▸ Source extract
--------------------------------------------------
Based on the notations, the objective function $L_n(\gamma )$ defined in (4) can be rewritten as

$$\begin{aligned} L_n^{*}(\gamma ^{*})= \frac{1}{n}\sum _{i<j} { |(\varepsilon _i+\Delta _i)-(\varepsilon _j+\Delta _j)-\theta _n Z_{ij}^T \gamma ^{*}| }. \end{aligned}$$

Further denote as $S_n(\gamma ^{*})$ the gradient function of $L_n(\gamma ^{*})$, that is,

$$\begin{aligned} S_n(\gamma ^{*}) = \frac{\partial L_n^{*}(\gamma ^{*})}{\partial \gamma ^{*}}= -\frac{\theta _n}{n} \sum _{i \ne j} { \text{ sgn } \{ \varepsilon _i + \Delta _{i} -\varepsilon _j - \Delta _{j} - \theta _n Z_{ij}^T \gamma ^{*} \} Z_{ij} }, \end{aligned}$$

where $\text{ sgn }(\cdot )$ denotes the sign function.

We first quote several necessary lemmas which are frequently used in the sequel, and the detailed proofs can be referred to Feng et al. (2015).

Lemma 1

Suppose that the assumptions (A1)–(A4) hold, then

$$\begin{aligned} S_n(\gamma ^{*})-S_n(0)=2 \tau \theta _n^2 Z^TZ \gamma ^{*} +o_p(1)\mathbf 1 _{\bar{K}}, \end{aligned}$$

where $\tau $ is defined in Theorem 3 and $\mathbf 1 _{\bar{K}}$ is a K-dimension vector of ones.

Lemma 2

Let $\hat{\gamma }^{*}=\arg \min L_n^{*}(\gamma ^{*})$ and $\tilde{\gamma }^{*}=\arg \min Q_n(\gamma ^{*})$. Suppose that the assumptions (A1)–(A4) hold, then

$$\begin{aligned} \Vert \hat{\gamma }^{*}-\tilde{\gamma }^{*}\Vert ^2=o_p(K). \end{aligned}$$

Lemma 3

Suppose that the assumptions (A1)–(A4) hold, then

$$\begin{aligned} S_n(0)=O_p(1)\mathbf 1 _{\bar{K}}. \end{aligned}$$

Proof of Theorem 1

By the definition of $A_n(\gamma ^{*})$, it follows from the convexity lemma in Pollard (1991) that

$$\begin{aligned} \tilde{\gamma }^{*}=-(2 \tau \theta _n^2 Z^TZ )^{-1}S_n(0). \end{aligned}$$

Note that, according to Lemma A.3 of Huang et al. (2004), there exists an interval $[C_1,C_2]$, $0<C_1<C_2<\infty $, such that all the eigenvalues of $\frac{K}{n}Z^TZ$ fall into $[C_1,C_2]$ with probability tending to 1. Write $S_n(0)=( S_{n1}(0),\ldots ,S_{n\bar{K}}(0) )^T$, then we have

$$\begin{aligned} \Vert \tilde{\gamma }^{*} \Vert ^2= & {} \frac{1}{4 \tau ^2}S_n(0)^T \left( \frac{K}{n}Z^TZ\right) ^{-1}\left( \frac{K}{n}Z^TZ\right) ^{-1}S_n(0) \\= & {} O_p(1)S_n(0)^T S_n(0)=O_p(1) \sum _{i=1}^{\bar{K}} { S_{ni}(0)^2 }=O_p(\bar{K}), \end{aligned}$$

where the last equality holds due to Lemma 3. As $\bar{K}=pK$, it follows that $|\tilde{\gamma }^{*}|^2=O_p(K)$. Therefore, based on the triangle inequality and Lemma 2, we obtain

$$\begin{aligned} \Vert \check{\gamma }^{*}\Vert ^2=\Vert \check{\gamma }^{*} - \tilde{\gamma }^{*} + \tilde{\gamma }^{*}\Vert ^2 \le \Vert \check{\gamma }^{*} - \tilde{\gamma }^{*} \Vert ^2 + \Vert \tilde{\gamma }^{*}\Vert ^2=o_p(K)+O_p(K)=O_p(K). \end{aligned}$$

This is equivalent to $\Vert \check{\gamma }- \gamma _0 \Vert ^2=O_p(K^2/n)$ since $\check{\gamma }^{*}=\theta _n^{-1}(\check{\gamma }-\gamma _0)$ and $\theta _n=\sqrt{K/n}$.
--------------------------------------------------
▸ Complete the following
• a. Translate this sentence from the proof excerpt into Spanish: "We first quote several necessary lemmas which are frequently used in the sequel, and the detailed proofs can be referred to Feng et al. (2015)."
• b. Pick up the proof excerpt after its final sentence and write what comes next.

▸ Source data
--------------------------------------------------
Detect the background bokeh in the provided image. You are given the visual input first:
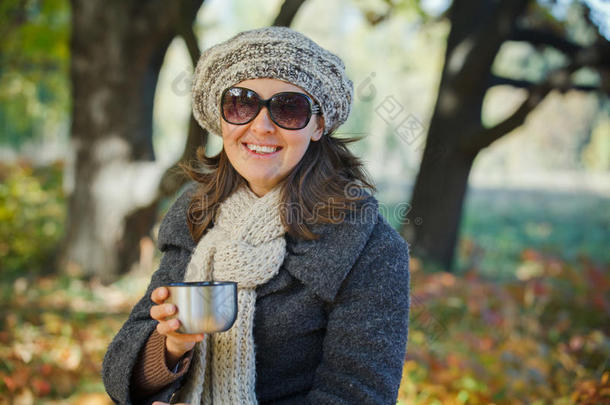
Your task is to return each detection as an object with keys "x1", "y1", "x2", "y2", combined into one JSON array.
[{"x1": 0, "y1": 0, "x2": 610, "y2": 404}]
--------------------------------------------------
▸ Task results
• a. Primero citamos varios lemas necesarios que se usan con frecuencia en lo que sigue, y las demostraciones detalladas pueden consultarse en Feng et al. (2015).

• b.
In addition, by the properties of spline in De Boor (2001) that there exist some constants $C_3$ and $C_4$ satisfying

$$\begin{aligned} C_3 K \Vert \check{\gamma }_j^T B_j- \gamma _{0j}^T B_j\Vert ^2 \le \Vert \check{\gamma }_j - \gamma _{0j} \Vert ^2 \le C_4 K \Vert \check{\gamma }_j^T B_j- \gamma _{0j}^T B_j\Vert ^2. \end{aligned}$$

Thus, we can derive that $\Vert \check{\gamma }_j^T B_j- \gamma _{0j}^T B_j\Vert ^2=O_p(K/n)$. Consequently, by the fact that $\Vert f_{0j}-B_j^T \gamma _{0j}\Vert =O_p(K^{-r})$, we have

$$\begin{aligned} \Vert \check{f}_j - f_{0j} \Vert ^2= & {} \Vert \check{\gamma }_j^T B_j- f_{0j} \Vert ^2 \le \Vert \check{\gamma }_j^T B_j- \gamma _{0j}^T B_j\Vert ^2 + \Vert \gamma _{0j}^T B_j- f_{0j} \Vert ^2 \\= & {} O_p(K/n) + O_p(K^{-2r})= O_p(n^{-2r/(2r+1)}), \end{aligned}$$

where the last equality holds due to the assumption that the number of knots $K=O_p\big ( n^{1/(2r+1)} \big )$. This completes the proof. $\square $

Proof of Theorem 2

Firstly, we prove (i). Denote by $\delta _n=\theta _n+\lambda _1 +\lambda _2$, we first prove that $\Vert \hat{\gamma }-\gamma _0\Vert = O_p(\bar{K}^{1/2} \delta _n)$. Let $\gamma =\gamma _0+\bar{K}^{1/2} \delta _n v$, where v is a $\bar{K}$-dimensional vector. It is sufficient to show, for any given $\xi >0$, there exists a large C such that

$$\begin{aligned} P\left\{ \inf _{\Vert v\Vert =C}L_n^{\lambda }(\gamma ) > L_n^{\lambda }(\gamma _0) \right\} \ge 1-\xi . \end{aligned}$$

(10)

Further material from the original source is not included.